TEXT BLOCK –
________

As Kuroda-san mentioned, we may fix Cluster.pm later, so I kept the XXX comment
but simplify it based on your suggestion.

Attach the new version patch.

Best Regards,
Hou zj

Вложения

v55-0001-pg_upgrade-Allow-to-replicate-logical-replicatio.patch

RE: [PoC] pg_upgrade: allow to upgrade publisher node

От

"Zhijie Hou (Fujitsu)"

Дата:

20 октября 2023 г., 18:21:23

On Friday, October 20, 2023 11:24 AM vignesh C <vignesh21@gmail.com> wrote:
> 
> On Thu, 19 Oct 2023 at 16:16, Hayato Kuroda (Fujitsu)
> <kuroda.hayato@fujitsu.com> wrote:
> >
> > Dear Vignesh,
> >
> > Thanks for revieing! New patch can be available in [1].
> >
> > > Few comments:
> > > 1) Even if we comment 3rd point "Emit a non-transactional message",
> > > test_slot2 still appears in the
> > > invalid_logical_replication_slots.txt
> > > file. There is something wrong here.
> > > +       # 2. Advance the slot test_slot2 up to the current WAL location,
> but
> > > +       #        test_slot1 still has unconsumed WAL records.

________

LIST OF TASKS –
1. Rewrite everything in the pg_upgrade thread from "20 октября 2023" down to "Hayato Kuroda (Fujitsu)", putting "Saturday" in place of "Friday".
2. In the pg_upgrade thread, which file does test_slot2 still appear in even when the third point is commented?
The rows that come next are separate material, not part of the pg_upgrade thread.

PROVIDED INFORMATION –
________

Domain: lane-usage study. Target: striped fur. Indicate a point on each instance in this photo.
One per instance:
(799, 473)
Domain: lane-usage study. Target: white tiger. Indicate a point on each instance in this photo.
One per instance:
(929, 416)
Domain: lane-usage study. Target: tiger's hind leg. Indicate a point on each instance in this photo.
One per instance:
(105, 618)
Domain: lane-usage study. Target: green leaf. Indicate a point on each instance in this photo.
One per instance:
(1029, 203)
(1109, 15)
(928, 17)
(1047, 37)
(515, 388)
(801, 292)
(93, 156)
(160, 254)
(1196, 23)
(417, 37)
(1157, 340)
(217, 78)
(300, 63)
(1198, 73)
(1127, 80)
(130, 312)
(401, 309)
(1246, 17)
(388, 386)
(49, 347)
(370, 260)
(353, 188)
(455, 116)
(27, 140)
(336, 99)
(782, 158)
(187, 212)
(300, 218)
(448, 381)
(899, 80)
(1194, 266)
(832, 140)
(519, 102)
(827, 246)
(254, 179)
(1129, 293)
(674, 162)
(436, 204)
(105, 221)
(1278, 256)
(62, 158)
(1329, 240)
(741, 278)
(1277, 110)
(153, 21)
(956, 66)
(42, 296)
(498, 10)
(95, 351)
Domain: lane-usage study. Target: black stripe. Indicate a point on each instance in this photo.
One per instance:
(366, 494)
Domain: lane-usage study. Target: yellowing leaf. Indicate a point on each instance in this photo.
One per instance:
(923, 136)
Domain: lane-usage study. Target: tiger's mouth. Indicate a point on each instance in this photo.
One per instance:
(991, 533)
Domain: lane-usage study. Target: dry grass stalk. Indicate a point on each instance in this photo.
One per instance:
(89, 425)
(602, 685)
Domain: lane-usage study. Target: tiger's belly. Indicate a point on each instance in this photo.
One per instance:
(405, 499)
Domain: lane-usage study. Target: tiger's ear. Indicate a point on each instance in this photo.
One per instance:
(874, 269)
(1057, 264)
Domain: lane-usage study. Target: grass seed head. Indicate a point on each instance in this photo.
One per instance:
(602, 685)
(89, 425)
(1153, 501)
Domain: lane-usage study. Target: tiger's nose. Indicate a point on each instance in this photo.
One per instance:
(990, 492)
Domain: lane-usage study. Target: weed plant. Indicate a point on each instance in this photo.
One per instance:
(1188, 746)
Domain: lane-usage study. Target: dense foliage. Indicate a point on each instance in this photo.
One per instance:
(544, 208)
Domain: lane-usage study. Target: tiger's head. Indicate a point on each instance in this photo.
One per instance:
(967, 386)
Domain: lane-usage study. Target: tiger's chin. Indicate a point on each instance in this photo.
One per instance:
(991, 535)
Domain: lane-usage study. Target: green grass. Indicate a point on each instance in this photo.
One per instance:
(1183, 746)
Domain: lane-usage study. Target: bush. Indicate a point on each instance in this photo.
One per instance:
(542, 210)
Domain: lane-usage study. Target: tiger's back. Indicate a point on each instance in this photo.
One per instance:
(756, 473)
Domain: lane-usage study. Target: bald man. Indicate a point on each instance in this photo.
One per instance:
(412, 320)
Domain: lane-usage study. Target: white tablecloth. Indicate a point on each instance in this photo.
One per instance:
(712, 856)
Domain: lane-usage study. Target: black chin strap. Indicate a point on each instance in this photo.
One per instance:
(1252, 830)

________

ANSWERS FOR THE TASKS –
1.
20 октября 2023 г., 18:21:23

On Saturday, October 20, 2023 11:24 AM vignesh C <vignesh21@gmail.com> wrote:
> 
> On Thu, 19 Oct 2023 at 16:16, Hayato Kuroda (Fujitsu)

2. invalid_logical_replication_slots.txt